### INFORMATION SUPPLIED ###

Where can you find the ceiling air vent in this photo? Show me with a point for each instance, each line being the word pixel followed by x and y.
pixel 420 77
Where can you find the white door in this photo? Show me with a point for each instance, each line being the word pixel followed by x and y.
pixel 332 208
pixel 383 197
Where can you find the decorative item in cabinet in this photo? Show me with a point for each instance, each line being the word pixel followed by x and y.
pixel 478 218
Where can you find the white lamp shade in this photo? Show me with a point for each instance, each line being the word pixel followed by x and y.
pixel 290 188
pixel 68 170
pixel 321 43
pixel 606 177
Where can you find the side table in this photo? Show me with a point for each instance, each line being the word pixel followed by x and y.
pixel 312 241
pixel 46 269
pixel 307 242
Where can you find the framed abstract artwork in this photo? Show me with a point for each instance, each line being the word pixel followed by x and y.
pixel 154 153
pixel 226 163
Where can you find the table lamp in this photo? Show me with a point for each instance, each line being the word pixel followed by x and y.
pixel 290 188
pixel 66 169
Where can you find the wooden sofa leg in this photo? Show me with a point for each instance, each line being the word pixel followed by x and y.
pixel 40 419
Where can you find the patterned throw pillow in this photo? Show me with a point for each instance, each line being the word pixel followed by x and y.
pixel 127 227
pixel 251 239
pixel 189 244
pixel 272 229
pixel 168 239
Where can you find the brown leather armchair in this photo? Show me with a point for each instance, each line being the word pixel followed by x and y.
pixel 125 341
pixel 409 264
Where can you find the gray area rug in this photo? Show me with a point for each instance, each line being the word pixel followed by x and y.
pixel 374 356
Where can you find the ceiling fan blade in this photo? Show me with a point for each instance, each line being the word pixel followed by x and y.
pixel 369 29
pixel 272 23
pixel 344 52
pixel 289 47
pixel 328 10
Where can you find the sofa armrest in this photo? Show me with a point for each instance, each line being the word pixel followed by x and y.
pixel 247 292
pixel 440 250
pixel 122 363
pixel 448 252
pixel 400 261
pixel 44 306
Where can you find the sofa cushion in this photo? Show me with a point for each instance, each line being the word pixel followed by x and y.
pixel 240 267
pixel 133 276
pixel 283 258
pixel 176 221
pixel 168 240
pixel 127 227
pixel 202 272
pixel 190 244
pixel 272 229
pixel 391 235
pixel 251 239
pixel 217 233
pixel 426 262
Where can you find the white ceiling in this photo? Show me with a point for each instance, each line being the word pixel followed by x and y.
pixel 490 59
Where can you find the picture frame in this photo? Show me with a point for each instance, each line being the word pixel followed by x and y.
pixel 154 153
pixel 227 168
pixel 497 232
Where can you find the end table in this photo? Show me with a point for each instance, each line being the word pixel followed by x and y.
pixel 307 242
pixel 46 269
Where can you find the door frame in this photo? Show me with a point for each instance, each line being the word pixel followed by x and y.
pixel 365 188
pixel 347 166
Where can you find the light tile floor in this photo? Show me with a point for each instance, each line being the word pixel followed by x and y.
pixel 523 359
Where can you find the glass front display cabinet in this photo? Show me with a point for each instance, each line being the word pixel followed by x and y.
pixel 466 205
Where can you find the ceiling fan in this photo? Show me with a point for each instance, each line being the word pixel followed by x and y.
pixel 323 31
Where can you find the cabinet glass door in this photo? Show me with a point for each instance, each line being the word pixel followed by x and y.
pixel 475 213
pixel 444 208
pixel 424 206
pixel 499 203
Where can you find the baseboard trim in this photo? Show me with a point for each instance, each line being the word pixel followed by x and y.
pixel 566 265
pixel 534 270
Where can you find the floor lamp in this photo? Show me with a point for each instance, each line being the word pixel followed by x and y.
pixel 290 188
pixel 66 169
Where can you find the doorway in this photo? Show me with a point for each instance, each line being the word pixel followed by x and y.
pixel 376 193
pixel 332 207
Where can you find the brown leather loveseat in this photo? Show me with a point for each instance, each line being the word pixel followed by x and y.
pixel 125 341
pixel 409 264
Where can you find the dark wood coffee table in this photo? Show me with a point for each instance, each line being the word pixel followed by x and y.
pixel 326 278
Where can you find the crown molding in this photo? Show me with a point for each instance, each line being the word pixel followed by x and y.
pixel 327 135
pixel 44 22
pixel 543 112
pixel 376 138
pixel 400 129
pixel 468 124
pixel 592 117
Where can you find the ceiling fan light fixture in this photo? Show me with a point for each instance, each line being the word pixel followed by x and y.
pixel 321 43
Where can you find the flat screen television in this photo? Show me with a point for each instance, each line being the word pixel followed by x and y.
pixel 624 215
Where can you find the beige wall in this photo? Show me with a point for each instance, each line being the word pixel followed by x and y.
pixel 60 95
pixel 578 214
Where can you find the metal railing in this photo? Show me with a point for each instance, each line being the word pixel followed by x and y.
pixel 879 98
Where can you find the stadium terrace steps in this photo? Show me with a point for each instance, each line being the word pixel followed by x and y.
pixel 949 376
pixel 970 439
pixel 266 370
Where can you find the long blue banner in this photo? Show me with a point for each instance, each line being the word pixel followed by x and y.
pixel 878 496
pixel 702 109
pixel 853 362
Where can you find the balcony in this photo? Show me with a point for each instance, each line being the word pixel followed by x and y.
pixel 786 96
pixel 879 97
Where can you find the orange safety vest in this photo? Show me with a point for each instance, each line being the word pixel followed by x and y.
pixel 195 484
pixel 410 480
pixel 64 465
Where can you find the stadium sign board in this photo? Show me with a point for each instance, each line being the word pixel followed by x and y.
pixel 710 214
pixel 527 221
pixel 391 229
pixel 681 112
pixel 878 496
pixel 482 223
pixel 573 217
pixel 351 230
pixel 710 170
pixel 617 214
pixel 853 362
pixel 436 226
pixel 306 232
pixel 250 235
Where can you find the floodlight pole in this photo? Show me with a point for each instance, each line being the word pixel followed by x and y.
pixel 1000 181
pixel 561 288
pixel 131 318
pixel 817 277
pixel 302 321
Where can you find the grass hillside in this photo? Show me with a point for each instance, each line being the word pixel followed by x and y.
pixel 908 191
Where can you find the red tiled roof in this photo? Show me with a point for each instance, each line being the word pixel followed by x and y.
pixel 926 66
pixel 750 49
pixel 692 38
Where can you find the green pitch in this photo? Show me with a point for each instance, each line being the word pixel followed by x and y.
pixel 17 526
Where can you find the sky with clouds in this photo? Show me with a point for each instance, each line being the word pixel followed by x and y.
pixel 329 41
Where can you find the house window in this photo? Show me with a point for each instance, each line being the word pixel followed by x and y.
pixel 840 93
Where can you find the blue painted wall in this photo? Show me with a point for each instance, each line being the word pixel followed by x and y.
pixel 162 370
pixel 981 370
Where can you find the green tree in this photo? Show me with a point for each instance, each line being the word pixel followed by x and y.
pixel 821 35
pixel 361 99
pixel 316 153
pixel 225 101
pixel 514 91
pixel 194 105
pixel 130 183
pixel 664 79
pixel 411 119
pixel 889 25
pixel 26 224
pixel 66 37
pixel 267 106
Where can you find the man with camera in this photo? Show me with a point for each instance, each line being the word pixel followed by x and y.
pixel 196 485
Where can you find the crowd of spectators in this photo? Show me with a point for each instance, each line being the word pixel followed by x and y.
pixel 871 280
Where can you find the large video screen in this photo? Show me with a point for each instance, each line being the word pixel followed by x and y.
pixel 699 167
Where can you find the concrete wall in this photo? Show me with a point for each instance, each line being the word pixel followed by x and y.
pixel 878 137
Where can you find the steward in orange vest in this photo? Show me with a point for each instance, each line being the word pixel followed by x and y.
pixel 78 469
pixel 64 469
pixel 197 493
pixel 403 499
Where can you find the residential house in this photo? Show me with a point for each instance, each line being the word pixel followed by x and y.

###

## EXERCISE
Return the records in full, exactly as they read.

## ANSWER TO THE EXERCISE
Where can you find the ceiling air vent in this photo? Show me with a point for each instance, each line being the word pixel followed by x and y.
pixel 420 77
Where can you find the white door in this photo? Show me with a point for each instance, each line being the word pixel followed by x and y.
pixel 332 208
pixel 383 197
Where can you find the decorative item in cabinet in this photo? Show me with a point for each instance, each line being the word pixel followed by x and y.
pixel 478 218
Where can you find the white lamp shade in this photo? Show me with a point for each instance, each line being the word pixel followed by x and y.
pixel 290 188
pixel 68 170
pixel 321 43
pixel 606 177
Where can you find the side table in this photo? Show me with a point for each instance, each line being the word pixel followed by x and y.
pixel 312 241
pixel 46 269
pixel 307 242
Where can you find the framed abstract artwork in this photo? Show me with a point for each instance, each line being the word pixel followed by x and y.
pixel 154 153
pixel 226 163
Where can you find the table lamp in this photo? Show me with a point for each instance, each line being the word pixel followed by x and y.
pixel 290 188
pixel 66 169
Where can you find the wooden sofa leg in this photo? Show me with a point for each instance, each line being the word pixel followed by x and y.
pixel 40 419
Where can you find the patterned throw pillow in this photo? Show me with a point for each instance, each line being the word pixel followed by x and y.
pixel 127 227
pixel 251 239
pixel 189 244
pixel 272 229
pixel 168 239
Where can you find the brown leather armchair in this photo? Show me with a point for each instance, each line being the word pixel followed by x and y.
pixel 125 341
pixel 409 264
Where can you find the gray area rug in this photo? Show me with a point for each instance, each line being the word pixel followed by x and y.
pixel 374 356
Where can you find the ceiling fan blade in this photo? Show me with a point for each instance, each line being the word pixel followed by x and y.
pixel 369 29
pixel 272 23
pixel 344 52
pixel 289 47
pixel 328 10
Where can you find the sofa armrest in this photo? Show me with a point for each instance, each line being the word pixel followed by x and y.
pixel 247 292
pixel 440 250
pixel 122 363
pixel 448 252
pixel 400 261
pixel 44 306
Where can you find the sofa cushion in this photo? Show me with a point for each instance, each line being the word pixel followed by x and y.
pixel 240 267
pixel 133 276
pixel 283 258
pixel 176 221
pixel 168 240
pixel 127 227
pixel 202 272
pixel 190 244
pixel 272 229
pixel 391 235
pixel 251 239
pixel 217 233
pixel 426 262
Where can you find the white ceiling in this photo? Show me with a point for each instance, each line being the word pixel followed by x and y.
pixel 490 59
Where can you find the picture frame in this photo? Show me with a point for each instance, each line being the word pixel followed by x and y.
pixel 154 153
pixel 227 168
pixel 497 232
Where can you find the end table in this photo? Show me with a point for each instance, each line being the word pixel followed by x and y.
pixel 307 242
pixel 46 269
Where can you find the door frame in this photo? Show me with a point for each instance, each line being the word pixel followed by x and y.
pixel 365 188
pixel 347 166
Where can you find the light tile floor in this photo? Show me with a point for each instance, each line being the word pixel followed by x and y.
pixel 523 359
Where can you find the glass front display cabinet in this photo? Show me with a point for each instance, each line being the word pixel followed by x and y.
pixel 466 205
Where can you find the ceiling fan in this photo? Show me with a point for each instance, each line being the word pixel followed by x and y.
pixel 323 31
Where can you find the cabinet glass door in this photo? Show me with a point for each instance, each line being the word pixel followed by x and y.
pixel 475 213
pixel 444 208
pixel 424 206
pixel 499 203
Where can you find the baseboard trim in this photo? Show me with a point for each instance, each line being the word pixel followed by x and y.
pixel 566 265
pixel 534 270
Where can you find the floor lamp in this photo? Show me with a point for each instance, each line being the word pixel followed by x and y.
pixel 290 188
pixel 66 169
Where can you find the doorway in this photo? Show me with a point for each instance, each line being the word pixel followed by x and y.
pixel 376 193
pixel 332 207
Where can you find the brown leather loveseat in this photo? Show me with a point for each instance, each line being the word pixel followed by x and y.
pixel 125 341
pixel 409 264
Where can you find the dark wood coffee table in this photo? Show me with a point for each instance, each line being the word pixel followed by x and y.
pixel 326 278
Where can you find the crown molding in this photo? Show me with a point for each instance, each line being the word pixel followed by x and y.
pixel 327 135
pixel 44 22
pixel 543 112
pixel 376 138
pixel 400 129
pixel 468 124
pixel 592 117
Where can you find the ceiling fan light fixture in this photo? Show me with a point for each instance, each line being the word pixel followed by x and y.
pixel 321 43
Where can you find the flat screen television in this photo? Show me with a point for each instance, each line being the word pixel followed by x and y.
pixel 624 215
Where can you find the beige wall in this photo? Show me with a point for each instance, each line being the word pixel followed by x and y.
pixel 60 95
pixel 578 214
Where can you find the metal railing in this photo? Show me with a point for each instance, each line being the word pixel followed by x and y.
pixel 879 98
Where can you find the stadium terrace steps in this photo? Show me with a point for each instance, each line being the word pixel followed by x and y.
pixel 949 376
pixel 970 439
pixel 266 370
Where can you find the long blue banner in this photo? Show me with a point for each instance, each line being the word pixel followed by x and y.
pixel 878 496
pixel 702 109
pixel 853 362
Where can you find the balcony in this photo? Show me with a point for each instance, each line being the word pixel followed by x and y.
pixel 786 96
pixel 879 97
Where can you find the orange safety vest in this photo? Show me with a point for each instance, each line being the word pixel followed by x and y.
pixel 195 484
pixel 410 480
pixel 64 465
Where can you find the stadium sign board in this photo? Show me with a point for each instance, each line being the word pixel followed by x and y.
pixel 710 214
pixel 527 221
pixel 391 229
pixel 681 112
pixel 878 496
pixel 482 223
pixel 573 217
pixel 351 230
pixel 710 170
pixel 617 214
pixel 853 362
pixel 436 226
pixel 306 232
pixel 250 235
Where can you find the floodlight pole in this photo? Show me with a point for each instance, each line being the word pixel followed by x and y.
pixel 1000 181
pixel 561 288
pixel 131 318
pixel 817 277
pixel 302 321
Where can you find the grass hillside in this photo? Show me with a point for each instance, each line being the word pixel followed by x and y.
pixel 908 191
Where can you find the red tiled roof in this photo? Show me with a point for each instance, each line being the word pixel followed by x and y.
pixel 926 66
pixel 750 49
pixel 692 38
Where can you find the green pitch in this photo? Show me with a point for each instance, each line being the word pixel followed by x and y.
pixel 17 526
Where can you find the sky with clouds in this photo? Show me with a point for each instance, each line being the word pixel followed by x and y.
pixel 329 41
Where can you find the house window in this photo? Show me with a point for each instance, each line being the word pixel followed by x and y.
pixel 840 93
Where can you find the blue painted wall in this photo? Show me with a point for each instance, each line being the word pixel followed by x and y.
pixel 162 370
pixel 981 370
Where can you find the green tree in this photo? Show me with a point for each instance, each line being the word pixel followed by x and y.
pixel 821 35
pixel 361 99
pixel 316 153
pixel 225 101
pixel 514 91
pixel 194 105
pixel 130 183
pixel 664 79
pixel 411 119
pixel 889 25
pixel 26 224
pixel 66 37
pixel 267 106
Where can you find the man with camera in this photo? Show me with a point for each instance, each line being the word pixel followed by x and y.
pixel 196 485
Where can you find the crowd of spectators in this photo? Show me with a point for each instance, each line being the word pixel followed by x and y.
pixel 871 280
Where can you find the large video screen in this photo? Show me with a point for each instance, each line being the word pixel followed by x and y.
pixel 699 167
Where can you find the concrete wall in this photo? Show me with a point for each instance, each line being the word pixel followed by x and y.
pixel 878 137
Where can you find the steward in orange vest in this photo? Show me with a point for each instance, each line being the word pixel followed by x and y.
pixel 78 469
pixel 64 469
pixel 197 493
pixel 403 499
Where can you find the residential house in this photo? Show me with a point for each instance, each line being the word pixel followed by x and y.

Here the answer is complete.